* begin Source records *
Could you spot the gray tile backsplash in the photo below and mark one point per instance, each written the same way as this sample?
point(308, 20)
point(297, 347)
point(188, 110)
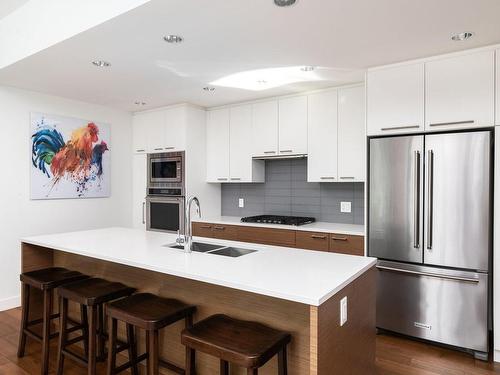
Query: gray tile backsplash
point(287, 192)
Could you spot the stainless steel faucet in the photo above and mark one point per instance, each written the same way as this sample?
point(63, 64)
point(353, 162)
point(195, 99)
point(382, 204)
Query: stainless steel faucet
point(188, 236)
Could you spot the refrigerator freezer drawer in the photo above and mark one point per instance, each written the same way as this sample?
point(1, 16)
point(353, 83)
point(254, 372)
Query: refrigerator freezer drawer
point(445, 306)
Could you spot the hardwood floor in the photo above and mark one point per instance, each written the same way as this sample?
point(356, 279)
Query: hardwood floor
point(395, 356)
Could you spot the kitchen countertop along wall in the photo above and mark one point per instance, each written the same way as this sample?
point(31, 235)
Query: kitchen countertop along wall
point(287, 192)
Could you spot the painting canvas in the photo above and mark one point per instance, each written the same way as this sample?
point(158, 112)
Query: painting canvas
point(70, 158)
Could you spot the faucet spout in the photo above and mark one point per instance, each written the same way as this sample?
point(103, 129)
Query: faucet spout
point(188, 243)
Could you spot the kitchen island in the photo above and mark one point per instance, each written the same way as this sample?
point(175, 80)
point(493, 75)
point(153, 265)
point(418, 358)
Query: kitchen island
point(290, 289)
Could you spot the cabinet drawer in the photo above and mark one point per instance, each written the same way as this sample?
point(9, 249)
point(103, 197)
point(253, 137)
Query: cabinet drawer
point(312, 240)
point(341, 243)
point(202, 229)
point(279, 237)
point(224, 232)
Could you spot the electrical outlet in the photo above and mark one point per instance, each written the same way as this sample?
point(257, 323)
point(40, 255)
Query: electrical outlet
point(343, 311)
point(345, 207)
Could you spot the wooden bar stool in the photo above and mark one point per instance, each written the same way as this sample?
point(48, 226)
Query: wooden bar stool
point(90, 294)
point(46, 280)
point(151, 313)
point(246, 344)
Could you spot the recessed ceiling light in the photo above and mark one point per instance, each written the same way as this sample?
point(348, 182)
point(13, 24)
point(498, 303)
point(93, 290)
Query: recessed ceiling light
point(284, 3)
point(462, 36)
point(101, 63)
point(173, 39)
point(307, 68)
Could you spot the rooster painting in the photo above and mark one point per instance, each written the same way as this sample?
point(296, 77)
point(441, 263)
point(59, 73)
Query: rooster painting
point(77, 161)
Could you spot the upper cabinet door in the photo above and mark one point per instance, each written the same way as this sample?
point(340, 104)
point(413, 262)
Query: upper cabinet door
point(351, 134)
point(395, 100)
point(322, 137)
point(497, 112)
point(218, 145)
point(293, 125)
point(139, 134)
point(240, 149)
point(460, 92)
point(265, 128)
point(175, 129)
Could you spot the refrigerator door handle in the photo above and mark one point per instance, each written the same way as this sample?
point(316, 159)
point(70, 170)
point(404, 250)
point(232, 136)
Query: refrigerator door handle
point(416, 200)
point(430, 191)
point(430, 274)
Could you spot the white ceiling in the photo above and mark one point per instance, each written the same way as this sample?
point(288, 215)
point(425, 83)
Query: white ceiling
point(223, 37)
point(8, 6)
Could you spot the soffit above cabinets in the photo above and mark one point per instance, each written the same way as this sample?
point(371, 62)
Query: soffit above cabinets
point(341, 38)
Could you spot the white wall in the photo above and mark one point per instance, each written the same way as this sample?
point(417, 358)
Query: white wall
point(21, 217)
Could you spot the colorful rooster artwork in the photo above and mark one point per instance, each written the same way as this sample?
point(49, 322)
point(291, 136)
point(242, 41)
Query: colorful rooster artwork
point(71, 168)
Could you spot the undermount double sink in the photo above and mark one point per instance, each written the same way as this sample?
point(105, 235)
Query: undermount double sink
point(201, 247)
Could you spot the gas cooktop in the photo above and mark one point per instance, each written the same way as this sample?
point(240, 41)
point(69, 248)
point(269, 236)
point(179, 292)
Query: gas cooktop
point(274, 219)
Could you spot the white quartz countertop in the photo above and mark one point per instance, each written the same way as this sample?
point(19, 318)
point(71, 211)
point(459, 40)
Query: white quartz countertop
point(318, 226)
point(304, 276)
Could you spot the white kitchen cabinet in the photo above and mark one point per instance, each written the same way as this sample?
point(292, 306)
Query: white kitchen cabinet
point(395, 100)
point(265, 128)
point(351, 134)
point(292, 125)
point(460, 92)
point(497, 75)
point(218, 145)
point(322, 137)
point(139, 181)
point(242, 168)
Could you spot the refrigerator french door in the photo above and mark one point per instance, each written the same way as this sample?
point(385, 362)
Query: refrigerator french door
point(430, 226)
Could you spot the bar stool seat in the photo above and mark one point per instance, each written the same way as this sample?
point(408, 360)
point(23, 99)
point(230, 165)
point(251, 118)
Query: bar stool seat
point(91, 294)
point(243, 343)
point(46, 280)
point(151, 313)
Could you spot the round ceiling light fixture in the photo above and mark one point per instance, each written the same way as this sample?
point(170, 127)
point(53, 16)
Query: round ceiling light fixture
point(173, 39)
point(308, 68)
point(462, 36)
point(284, 3)
point(101, 63)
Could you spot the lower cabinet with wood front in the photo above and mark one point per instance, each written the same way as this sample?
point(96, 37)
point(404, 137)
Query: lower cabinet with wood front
point(320, 241)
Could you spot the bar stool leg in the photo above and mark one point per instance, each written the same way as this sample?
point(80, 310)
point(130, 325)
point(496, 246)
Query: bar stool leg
point(63, 316)
point(153, 357)
point(24, 320)
point(132, 349)
point(47, 309)
point(224, 367)
point(190, 361)
point(92, 340)
point(112, 347)
point(282, 362)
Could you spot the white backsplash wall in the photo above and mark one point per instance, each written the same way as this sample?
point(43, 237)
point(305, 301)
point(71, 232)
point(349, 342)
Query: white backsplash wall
point(287, 192)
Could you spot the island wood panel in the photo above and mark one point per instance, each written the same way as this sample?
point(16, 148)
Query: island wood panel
point(347, 349)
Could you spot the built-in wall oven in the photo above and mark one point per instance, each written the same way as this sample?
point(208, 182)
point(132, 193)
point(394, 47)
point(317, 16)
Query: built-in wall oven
point(165, 200)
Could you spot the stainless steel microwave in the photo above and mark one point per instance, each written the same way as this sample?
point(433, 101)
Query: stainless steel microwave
point(165, 169)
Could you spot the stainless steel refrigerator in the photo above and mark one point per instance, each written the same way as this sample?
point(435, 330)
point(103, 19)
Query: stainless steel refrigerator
point(430, 226)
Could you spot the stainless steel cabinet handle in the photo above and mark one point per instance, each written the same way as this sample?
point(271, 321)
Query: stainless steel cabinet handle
point(430, 191)
point(339, 238)
point(429, 274)
point(416, 200)
point(318, 237)
point(452, 123)
point(401, 127)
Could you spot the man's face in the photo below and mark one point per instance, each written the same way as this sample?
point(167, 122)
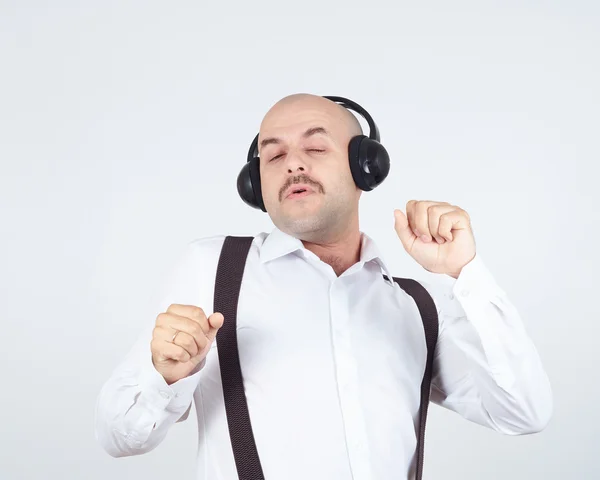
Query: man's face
point(303, 144)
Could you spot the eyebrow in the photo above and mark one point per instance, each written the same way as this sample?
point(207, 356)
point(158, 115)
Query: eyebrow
point(311, 131)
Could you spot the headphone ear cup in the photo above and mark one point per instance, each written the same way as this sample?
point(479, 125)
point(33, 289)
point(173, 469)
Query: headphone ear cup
point(248, 184)
point(369, 162)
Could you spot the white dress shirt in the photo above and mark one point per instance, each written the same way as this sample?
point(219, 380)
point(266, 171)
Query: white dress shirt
point(332, 366)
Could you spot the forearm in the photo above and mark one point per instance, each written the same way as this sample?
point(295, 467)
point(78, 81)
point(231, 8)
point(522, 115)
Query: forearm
point(136, 407)
point(489, 369)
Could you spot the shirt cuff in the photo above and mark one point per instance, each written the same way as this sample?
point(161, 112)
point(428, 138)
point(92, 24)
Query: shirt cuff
point(475, 278)
point(175, 397)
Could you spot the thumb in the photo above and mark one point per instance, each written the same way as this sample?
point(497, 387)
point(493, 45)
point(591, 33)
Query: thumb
point(405, 233)
point(215, 321)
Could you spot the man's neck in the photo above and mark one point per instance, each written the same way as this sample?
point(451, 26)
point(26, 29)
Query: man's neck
point(341, 252)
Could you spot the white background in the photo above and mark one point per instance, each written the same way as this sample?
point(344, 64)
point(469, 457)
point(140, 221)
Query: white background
point(123, 126)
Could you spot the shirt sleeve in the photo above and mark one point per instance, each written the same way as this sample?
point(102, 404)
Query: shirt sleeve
point(136, 406)
point(486, 367)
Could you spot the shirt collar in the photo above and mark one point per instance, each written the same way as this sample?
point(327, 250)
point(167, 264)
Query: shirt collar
point(278, 243)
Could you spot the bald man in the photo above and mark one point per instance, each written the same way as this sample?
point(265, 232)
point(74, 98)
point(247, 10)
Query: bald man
point(331, 349)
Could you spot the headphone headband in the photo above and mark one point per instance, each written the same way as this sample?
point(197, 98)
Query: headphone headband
point(345, 102)
point(368, 159)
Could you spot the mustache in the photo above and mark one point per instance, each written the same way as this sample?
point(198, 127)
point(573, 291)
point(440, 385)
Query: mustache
point(301, 179)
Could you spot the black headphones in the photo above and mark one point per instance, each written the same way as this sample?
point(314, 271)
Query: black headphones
point(369, 160)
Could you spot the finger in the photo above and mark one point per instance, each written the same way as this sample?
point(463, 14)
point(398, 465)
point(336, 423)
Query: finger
point(174, 322)
point(434, 212)
point(192, 312)
point(182, 339)
point(402, 227)
point(169, 351)
point(216, 321)
point(187, 342)
point(420, 219)
point(455, 220)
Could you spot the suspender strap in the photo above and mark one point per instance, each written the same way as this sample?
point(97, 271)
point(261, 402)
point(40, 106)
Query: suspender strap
point(429, 317)
point(230, 271)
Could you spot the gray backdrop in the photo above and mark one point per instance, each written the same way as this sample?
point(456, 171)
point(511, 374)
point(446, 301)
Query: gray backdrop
point(123, 126)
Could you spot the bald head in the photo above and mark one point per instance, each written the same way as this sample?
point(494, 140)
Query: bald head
point(303, 145)
point(293, 104)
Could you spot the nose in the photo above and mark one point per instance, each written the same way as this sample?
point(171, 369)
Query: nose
point(295, 163)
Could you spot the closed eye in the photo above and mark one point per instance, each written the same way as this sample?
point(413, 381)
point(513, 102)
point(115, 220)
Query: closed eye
point(317, 150)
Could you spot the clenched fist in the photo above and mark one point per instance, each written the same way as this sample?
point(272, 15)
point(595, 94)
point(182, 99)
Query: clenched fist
point(181, 339)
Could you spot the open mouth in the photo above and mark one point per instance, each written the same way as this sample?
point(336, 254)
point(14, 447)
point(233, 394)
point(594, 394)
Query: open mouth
point(299, 192)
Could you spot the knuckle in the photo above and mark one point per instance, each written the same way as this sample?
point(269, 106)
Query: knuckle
point(196, 330)
point(196, 312)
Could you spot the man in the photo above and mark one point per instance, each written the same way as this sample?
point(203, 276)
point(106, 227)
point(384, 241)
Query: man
point(332, 352)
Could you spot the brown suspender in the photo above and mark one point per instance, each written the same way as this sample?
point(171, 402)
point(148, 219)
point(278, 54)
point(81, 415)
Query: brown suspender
point(230, 271)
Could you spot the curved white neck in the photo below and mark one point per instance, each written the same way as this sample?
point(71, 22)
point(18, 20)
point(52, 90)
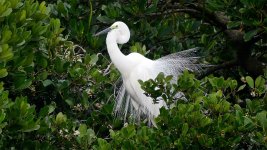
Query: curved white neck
point(117, 57)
* end Source records *
**Exercise**
Please rewrite the records above as a JSON list of strings, one string per line, from the line with "Could you spot the wooden" to the line with "point(307, 68)", leaving out blank lines.

**Exercise solution**
[
  "Could you spot the wooden bar stool in the photo above and mark one point per instance, each written the same way as this sample?",
  "point(48, 226)",
  "Query: wooden bar stool",
  "point(90, 294)",
  "point(46, 280)",
  "point(151, 313)",
  "point(246, 344)",
  "Could you spot the recessed ceiling light in the photo above and mark one point per instance, each written the same way as this sample?",
  "point(348, 182)",
  "point(13, 24)",
  "point(498, 303)",
  "point(93, 290)",
  "Query: recessed ceiling light",
  "point(284, 3)",
  "point(462, 36)",
  "point(101, 63)",
  "point(173, 39)",
  "point(307, 68)"
]